## [Exercise]
Keep the pictures out, please, and set down every record exactly.

[Image-grounded pointing data]
* * * * * * * * *

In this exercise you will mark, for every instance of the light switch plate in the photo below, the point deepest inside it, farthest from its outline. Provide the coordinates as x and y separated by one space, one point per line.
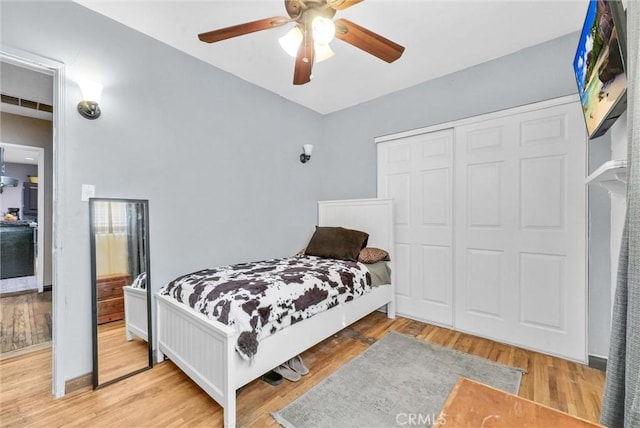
88 191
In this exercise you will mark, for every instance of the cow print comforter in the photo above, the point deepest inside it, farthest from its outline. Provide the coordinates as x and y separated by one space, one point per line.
261 298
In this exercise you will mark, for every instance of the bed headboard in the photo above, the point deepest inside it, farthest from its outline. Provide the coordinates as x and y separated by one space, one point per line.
374 216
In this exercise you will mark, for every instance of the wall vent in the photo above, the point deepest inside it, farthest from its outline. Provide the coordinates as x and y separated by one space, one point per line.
8 99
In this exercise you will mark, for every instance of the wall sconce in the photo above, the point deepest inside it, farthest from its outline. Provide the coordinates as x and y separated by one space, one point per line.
89 107
306 153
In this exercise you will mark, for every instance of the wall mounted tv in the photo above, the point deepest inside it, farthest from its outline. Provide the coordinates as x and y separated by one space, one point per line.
599 65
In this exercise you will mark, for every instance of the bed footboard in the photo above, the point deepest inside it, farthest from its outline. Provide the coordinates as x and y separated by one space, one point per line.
201 348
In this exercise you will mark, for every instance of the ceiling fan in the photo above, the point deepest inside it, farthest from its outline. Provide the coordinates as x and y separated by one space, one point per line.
309 40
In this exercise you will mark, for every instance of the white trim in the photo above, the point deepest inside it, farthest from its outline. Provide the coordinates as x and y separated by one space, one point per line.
482 117
57 70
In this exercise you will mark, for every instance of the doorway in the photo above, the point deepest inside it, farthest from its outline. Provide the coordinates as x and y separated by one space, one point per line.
55 71
23 215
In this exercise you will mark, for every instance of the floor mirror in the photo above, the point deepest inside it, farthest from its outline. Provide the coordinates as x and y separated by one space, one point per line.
120 288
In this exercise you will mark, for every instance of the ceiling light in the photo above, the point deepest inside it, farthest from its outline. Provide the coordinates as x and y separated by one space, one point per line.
323 52
89 107
323 30
290 43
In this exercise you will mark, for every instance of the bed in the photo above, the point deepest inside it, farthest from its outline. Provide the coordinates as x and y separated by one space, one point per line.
205 349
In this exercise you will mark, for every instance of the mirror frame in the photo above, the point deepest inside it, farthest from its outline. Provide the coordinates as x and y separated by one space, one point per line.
94 300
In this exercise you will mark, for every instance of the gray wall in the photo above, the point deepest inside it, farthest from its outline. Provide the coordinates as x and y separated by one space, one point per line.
32 132
599 230
534 74
216 157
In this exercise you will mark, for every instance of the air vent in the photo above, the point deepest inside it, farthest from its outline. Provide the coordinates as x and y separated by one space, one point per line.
8 99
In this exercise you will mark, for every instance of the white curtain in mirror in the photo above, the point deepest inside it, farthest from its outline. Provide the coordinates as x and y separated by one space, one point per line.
111 238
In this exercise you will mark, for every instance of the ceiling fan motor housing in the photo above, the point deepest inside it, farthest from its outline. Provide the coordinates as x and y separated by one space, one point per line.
297 8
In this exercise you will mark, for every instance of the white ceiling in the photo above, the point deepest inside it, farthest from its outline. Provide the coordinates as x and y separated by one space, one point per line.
440 37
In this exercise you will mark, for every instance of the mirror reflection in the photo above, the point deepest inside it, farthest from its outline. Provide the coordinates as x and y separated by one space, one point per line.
120 281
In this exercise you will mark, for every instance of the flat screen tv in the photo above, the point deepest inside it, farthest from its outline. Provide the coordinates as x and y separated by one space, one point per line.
599 65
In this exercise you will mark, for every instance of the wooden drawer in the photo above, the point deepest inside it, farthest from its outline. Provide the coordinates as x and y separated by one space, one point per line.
110 286
110 310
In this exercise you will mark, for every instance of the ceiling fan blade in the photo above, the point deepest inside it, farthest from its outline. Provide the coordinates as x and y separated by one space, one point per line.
242 29
304 60
342 4
368 41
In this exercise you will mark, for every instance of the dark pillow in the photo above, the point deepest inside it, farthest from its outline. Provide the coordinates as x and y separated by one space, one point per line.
371 255
337 243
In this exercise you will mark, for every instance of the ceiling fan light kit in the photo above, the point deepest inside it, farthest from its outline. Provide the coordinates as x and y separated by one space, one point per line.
309 40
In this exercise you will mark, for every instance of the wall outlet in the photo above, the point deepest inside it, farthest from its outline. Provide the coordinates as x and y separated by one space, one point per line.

* * * * * * * * *

## [Written reply]
In this exercise you will mark, for every instance of the light switch plate in the photo below, the point deepest inside it, farthest from its outline. Provide the coordinates as x and y separated by one space, one point per line.
88 191
In this exercise you will mark, for every instance of the cow print comforter in the photo above, the point deepest inside it, farthest from its outline. Provide the coordinates as x and y separated by one space, one point per line.
261 298
In this exercise you will mark, for every instance of the bed headboard in the photo above, the point deepest inside it, farthest from its outline. Provide the coordinates as x and y separated by one space, one point per line.
374 216
In this exercise you will mark, for every instance of the wall vent in the photo above, the point deepest inside it, farthest from its outline. Provide the coordinates as x and y separated by one space, one point per line.
8 99
In this exercise you will mark, for every instance of the wall sconce in the photo above, the point deepest inside it, farthest from its outline. Provide the coordinates as x and y separated by one space, one point per line.
89 107
306 153
In this exercise you will mark, for every instance of the wall mounted tv in the photo above, the point deepest inside it, farthest from its outline. Provide the coordinates as x and y separated by one space, one point per line.
599 65
In this exercise you will mark, for every instance of the bed footboard in the photo above, the point deepest inside it, farthest from its outline. Provide the coordinates as x and y separated by one space, one point per line.
201 348
In this exercise you will mark, for every instance of the ceiling fan in the photo above, the point deepest inside it, farthest from its outline. Provide the coordinates as x and y separated by one space, one point per line.
309 40
In this exercise you will mark, for every instance of the white trim in the photo above, the point deepest inside it, farthest from its outline. Provide the coordinates as x and y separated by one space, one point per line.
482 117
57 70
In this exercise you will mark, for every instance of the doorway in the photo above, the point deepest inside it, farthest from its outline. Provide the coordinates as x and y separated by one space, one point per line.
55 71
23 215
In this exercise you will mark, for every instance of the floor mirror in the photo above, the point deepest inside it, farthest from its outline. Provide the coordinates as x and y separated by one space, one point per line.
120 288
In this exercise you will mark, for every instance of the ceiling light in the photo above, the point deepest inside it, farthest from its outline. Provide the coordinates as x and y separated by one space, one point per line.
323 52
89 107
323 30
290 43
In this exercise you will mark, for every instance of the bed in the photo above, the point deepest inside it, farthest from its outline. Provide the coordinates as x and y separated by one space, one point per line.
205 349
In this exercise you will mark, for every instance of the mirror frame in the photo above, the point deepest inside it, farthest from its outline. Provide the coordinates as x and y separated by one space, one point per line.
94 300
In this exercise you will mark, for every instance of the gray wall in the photo above, the point deepest inside it, farthest from its outline. Provide the coordinates as x and y separated by one space, one point per line.
32 132
599 230
534 74
216 157
In this exercise you will mark, for every instance of the air vent in the photo above, the point deepest inside it, farthest from its outline. Provide the coordinates as x and y separated by one space, one point per line.
8 99
In this exercise you will mark, for every instance of the white curtain in mirror in the photo above, the point deepest inside it, farthest from its outline. Provide the coordinates as x and y separated by one space, one point per line.
111 238
In this exercise you will mark, for every instance of the ceiling fan motor housing in the photo above, the point deepest inside it, farthest from its outline. Provide the coordinates as x and y separated by one space, one point per line.
297 8
In this exercise you will mark, for every instance of the white ceiling in the photo above, the point deepest inside it, farthest from its outline. Provide the coordinates as x and y separated by one space, one point per line.
440 37
In this exercise you will mark, for every instance of the mirror reflection in the photo above, the point deepest inside it, farthest from its outline. Provide the coordinates as x and y separated by one space, one point per line.
120 281
In this exercise you will mark, for every instance of the flat screen tv in the photo above, the point deepest inside it, farthest from its outline. Provide the coordinates as x and y separated by one space, one point per line.
599 65
In this exercise you will mark, for every instance of the wooden drawer in the photo above, the point deepest inside it, farthest from its outline. Provide the coordinates as x and y separated by one space, one point per line.
110 286
110 310
In this exercise you will mark, for every instance of the ceiling fan blade in the photo above, the point deepest inside it, farthest from its outline. Provide the coordinates as x and y separated by one space, one point per line.
242 29
304 60
342 4
368 41
In this exercise you will mark, for every instance of the dark pillow in the photo above, the point deepest inside it, farthest from its outline. Provide the coordinates as x and y separated by one space, one point per line.
371 255
337 243
In this exercise you will mark, for every instance of the ceiling fan light kit in the photo above, the point deepest inside it, farthest from its outline. Provide the coordinates as x and y separated by one space, one point per line.
309 40
In this exercise you will mark, for every instance of the wall outlet in the photo above, the point deepest inside it, farthest from its outline. Provide the coordinates as x and y separated by one space, one point per line.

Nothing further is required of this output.